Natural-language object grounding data
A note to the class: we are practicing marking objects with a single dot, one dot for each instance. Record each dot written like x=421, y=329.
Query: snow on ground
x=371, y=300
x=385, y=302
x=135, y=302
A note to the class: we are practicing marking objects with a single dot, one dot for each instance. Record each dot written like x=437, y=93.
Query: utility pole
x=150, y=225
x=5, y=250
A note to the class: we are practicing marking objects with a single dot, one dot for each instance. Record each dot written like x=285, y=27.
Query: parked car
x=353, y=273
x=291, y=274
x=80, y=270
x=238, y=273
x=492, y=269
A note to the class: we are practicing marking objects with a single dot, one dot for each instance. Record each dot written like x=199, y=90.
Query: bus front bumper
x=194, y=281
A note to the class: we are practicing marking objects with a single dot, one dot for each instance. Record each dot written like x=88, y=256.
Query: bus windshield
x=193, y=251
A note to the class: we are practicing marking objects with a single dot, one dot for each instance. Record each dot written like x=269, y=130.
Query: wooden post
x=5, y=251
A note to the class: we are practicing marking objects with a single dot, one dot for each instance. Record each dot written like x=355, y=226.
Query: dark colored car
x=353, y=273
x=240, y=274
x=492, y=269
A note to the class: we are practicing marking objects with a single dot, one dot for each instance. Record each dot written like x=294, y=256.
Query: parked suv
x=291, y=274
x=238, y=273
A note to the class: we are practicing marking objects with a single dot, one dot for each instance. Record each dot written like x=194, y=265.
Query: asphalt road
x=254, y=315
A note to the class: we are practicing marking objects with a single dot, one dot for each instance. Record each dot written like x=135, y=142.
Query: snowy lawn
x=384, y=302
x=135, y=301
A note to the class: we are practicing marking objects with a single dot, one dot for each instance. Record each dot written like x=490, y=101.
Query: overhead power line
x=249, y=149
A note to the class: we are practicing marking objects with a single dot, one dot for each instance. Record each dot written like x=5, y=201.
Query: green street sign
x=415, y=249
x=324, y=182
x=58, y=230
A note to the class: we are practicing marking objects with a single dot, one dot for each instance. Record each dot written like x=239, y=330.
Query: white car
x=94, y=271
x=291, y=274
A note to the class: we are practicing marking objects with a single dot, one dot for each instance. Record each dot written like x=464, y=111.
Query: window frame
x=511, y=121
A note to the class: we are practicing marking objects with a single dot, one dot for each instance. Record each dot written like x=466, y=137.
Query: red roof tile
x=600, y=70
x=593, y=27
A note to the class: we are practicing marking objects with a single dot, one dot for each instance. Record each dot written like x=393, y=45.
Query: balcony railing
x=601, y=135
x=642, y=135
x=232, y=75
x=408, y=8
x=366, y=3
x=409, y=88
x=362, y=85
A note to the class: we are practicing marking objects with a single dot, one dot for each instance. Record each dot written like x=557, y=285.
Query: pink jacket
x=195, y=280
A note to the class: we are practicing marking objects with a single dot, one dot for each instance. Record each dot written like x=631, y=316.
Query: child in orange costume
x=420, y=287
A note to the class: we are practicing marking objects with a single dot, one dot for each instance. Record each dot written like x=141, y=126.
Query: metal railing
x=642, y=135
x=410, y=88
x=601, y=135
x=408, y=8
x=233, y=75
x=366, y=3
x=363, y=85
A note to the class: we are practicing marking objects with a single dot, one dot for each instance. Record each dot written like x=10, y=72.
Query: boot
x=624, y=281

=== TASK GOAL ===
The stretch of entries above that starts with the line containing "Query: balcony railing" and goes on through the line containing "like x=557, y=285." is to be transcribed exactly, and no other line is to be transcribed.

=== ANSWER SPACE ===
Query: balcony railing
x=601, y=135
x=642, y=135
x=232, y=75
x=408, y=8
x=366, y=3
x=409, y=88
x=362, y=85
A note to the class: we are practicing marking objects with a single dot, one dot for each instance. Record each dot written like x=557, y=285.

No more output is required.